[Stored data entries]

══════

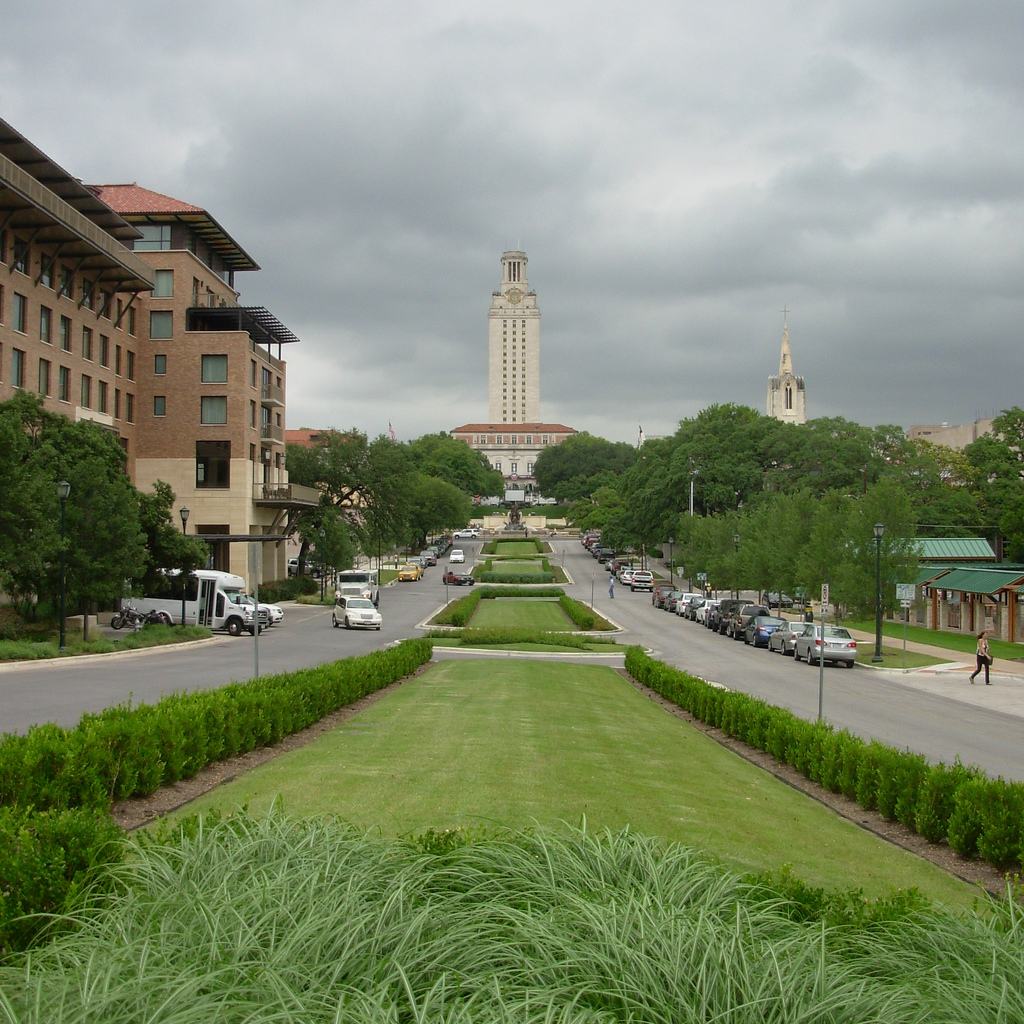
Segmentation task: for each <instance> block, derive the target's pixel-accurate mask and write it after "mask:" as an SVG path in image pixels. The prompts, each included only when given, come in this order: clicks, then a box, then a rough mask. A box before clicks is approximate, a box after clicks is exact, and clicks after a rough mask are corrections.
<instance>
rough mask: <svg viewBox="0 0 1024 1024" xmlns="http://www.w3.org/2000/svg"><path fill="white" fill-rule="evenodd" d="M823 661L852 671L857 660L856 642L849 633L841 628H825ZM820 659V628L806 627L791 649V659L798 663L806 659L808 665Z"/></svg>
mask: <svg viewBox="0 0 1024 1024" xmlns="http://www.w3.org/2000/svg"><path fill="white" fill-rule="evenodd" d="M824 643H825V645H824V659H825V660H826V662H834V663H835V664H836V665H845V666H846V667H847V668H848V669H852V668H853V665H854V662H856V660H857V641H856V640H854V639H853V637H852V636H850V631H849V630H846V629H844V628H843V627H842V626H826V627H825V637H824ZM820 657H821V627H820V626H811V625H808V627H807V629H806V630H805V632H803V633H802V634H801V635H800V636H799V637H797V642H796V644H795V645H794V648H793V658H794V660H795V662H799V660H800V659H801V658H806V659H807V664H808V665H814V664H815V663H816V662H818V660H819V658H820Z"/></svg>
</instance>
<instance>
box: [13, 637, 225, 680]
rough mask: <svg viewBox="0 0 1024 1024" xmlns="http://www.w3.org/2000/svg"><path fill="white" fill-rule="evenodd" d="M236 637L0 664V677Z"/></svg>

══════

• **Exercise requirements**: Pictures stay out of this copy; write out the entries above exactly.

• **Task result**:
Segmentation task: for each <instance> block, derive the target's pixel-accurate mask and write it after "mask:" as an SVG path in image pixels. The prompts, each included only when given, come in this order: clicks, then a box, then a rough mask. A box before clicks is approximate, a box after clicks is exact, and clicks after a rough mask are corrections.
<instance>
rough mask: <svg viewBox="0 0 1024 1024" xmlns="http://www.w3.org/2000/svg"><path fill="white" fill-rule="evenodd" d="M823 661L852 671L857 660L856 642L849 633L841 628H825ZM820 659V628L806 627L791 649V659L798 663L806 659L808 665Z"/></svg>
mask: <svg viewBox="0 0 1024 1024" xmlns="http://www.w3.org/2000/svg"><path fill="white" fill-rule="evenodd" d="M824 643H825V645H824V659H825V660H826V662H834V663H835V664H836V665H845V666H846V667H847V668H848V669H852V668H853V665H854V662H856V660H857V641H856V640H854V639H853V637H852V636H850V631H849V630H846V629H844V628H843V627H842V626H826V627H825V637H824ZM820 657H821V627H820V626H811V625H808V627H807V629H806V630H805V632H803V633H802V634H801V635H800V636H799V637H797V642H796V644H795V645H794V648H793V658H794V660H795V662H799V660H800V659H801V658H806V659H807V664H808V665H814V664H815V663H816V662H818V660H819V658H820Z"/></svg>
</instance>
<instance>
box: [13, 637, 225, 680]
rough mask: <svg viewBox="0 0 1024 1024" xmlns="http://www.w3.org/2000/svg"><path fill="white" fill-rule="evenodd" d="M236 637L0 664V677Z"/></svg>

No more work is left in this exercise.